→ **What to produce**
Find each line below containing the word "culvert" and copy it.
*** Records for this exercise Section Begins ***
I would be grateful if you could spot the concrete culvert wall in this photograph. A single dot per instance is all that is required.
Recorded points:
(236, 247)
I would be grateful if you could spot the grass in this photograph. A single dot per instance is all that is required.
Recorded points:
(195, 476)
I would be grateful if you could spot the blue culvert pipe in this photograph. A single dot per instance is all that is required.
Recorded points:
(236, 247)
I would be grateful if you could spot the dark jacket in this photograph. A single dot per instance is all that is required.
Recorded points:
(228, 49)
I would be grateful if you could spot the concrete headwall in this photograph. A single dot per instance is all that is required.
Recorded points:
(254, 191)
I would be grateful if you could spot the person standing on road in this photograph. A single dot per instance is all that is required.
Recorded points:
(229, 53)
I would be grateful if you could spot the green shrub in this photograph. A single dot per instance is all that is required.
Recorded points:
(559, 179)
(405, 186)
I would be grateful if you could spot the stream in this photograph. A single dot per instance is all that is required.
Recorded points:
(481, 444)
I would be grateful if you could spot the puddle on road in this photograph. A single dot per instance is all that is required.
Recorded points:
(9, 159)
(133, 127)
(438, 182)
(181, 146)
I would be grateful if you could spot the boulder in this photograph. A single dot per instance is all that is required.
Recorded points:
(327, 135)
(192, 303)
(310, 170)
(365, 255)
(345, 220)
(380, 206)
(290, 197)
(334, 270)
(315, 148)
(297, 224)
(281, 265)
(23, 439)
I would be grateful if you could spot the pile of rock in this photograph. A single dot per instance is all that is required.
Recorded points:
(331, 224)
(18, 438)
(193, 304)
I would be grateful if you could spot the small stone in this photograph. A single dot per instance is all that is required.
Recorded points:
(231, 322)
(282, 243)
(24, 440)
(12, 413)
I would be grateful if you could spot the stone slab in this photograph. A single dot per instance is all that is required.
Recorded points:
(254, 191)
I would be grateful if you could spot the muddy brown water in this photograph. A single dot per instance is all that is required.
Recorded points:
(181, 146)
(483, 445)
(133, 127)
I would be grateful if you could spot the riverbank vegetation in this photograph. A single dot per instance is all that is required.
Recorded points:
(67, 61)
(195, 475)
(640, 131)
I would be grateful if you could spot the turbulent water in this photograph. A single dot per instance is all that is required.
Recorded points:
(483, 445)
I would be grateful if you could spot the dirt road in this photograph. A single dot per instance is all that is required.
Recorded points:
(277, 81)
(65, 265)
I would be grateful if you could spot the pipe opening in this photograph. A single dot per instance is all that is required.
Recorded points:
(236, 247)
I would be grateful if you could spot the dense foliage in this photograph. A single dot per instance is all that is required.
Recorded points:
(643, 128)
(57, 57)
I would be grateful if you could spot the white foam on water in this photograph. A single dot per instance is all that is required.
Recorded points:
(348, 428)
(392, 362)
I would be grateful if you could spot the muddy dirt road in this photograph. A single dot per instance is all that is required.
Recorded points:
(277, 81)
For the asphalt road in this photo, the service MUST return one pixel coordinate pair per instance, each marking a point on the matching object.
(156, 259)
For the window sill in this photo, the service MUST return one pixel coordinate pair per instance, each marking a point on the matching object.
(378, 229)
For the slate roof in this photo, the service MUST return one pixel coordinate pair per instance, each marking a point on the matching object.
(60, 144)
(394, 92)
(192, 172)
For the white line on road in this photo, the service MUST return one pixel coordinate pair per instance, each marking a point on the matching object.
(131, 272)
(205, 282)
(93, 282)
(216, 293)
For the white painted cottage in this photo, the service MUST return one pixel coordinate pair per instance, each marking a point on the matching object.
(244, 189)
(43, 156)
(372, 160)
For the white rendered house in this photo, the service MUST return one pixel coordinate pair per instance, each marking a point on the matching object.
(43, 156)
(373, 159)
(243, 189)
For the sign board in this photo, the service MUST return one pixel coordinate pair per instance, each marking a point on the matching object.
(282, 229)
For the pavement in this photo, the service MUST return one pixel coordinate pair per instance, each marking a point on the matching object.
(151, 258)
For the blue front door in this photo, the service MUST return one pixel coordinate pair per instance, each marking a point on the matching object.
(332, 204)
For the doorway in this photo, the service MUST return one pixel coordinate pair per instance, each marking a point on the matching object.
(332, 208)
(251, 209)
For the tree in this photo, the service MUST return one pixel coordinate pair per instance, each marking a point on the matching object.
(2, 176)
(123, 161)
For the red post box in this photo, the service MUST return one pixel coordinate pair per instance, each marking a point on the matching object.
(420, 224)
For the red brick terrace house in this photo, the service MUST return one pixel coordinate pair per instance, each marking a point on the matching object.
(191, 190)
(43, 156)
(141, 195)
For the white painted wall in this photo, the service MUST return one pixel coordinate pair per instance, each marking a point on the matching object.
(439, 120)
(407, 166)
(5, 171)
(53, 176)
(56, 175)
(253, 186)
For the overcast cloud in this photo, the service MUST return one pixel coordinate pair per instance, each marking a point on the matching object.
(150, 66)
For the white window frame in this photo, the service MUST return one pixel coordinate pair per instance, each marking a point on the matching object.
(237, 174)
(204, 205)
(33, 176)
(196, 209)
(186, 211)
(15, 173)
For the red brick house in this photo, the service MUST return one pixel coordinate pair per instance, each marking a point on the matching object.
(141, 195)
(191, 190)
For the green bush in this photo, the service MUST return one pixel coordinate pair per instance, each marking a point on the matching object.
*** Records for this exercise Section Ends ***
→ **Reply**
I would be grateful if you could spot the concrete culvert wall in this photograph. A single dot per instance is all that is required.
I would be grateful if you could spot the blue culvert pipe in this photograph. A single dot per instance is all that is required.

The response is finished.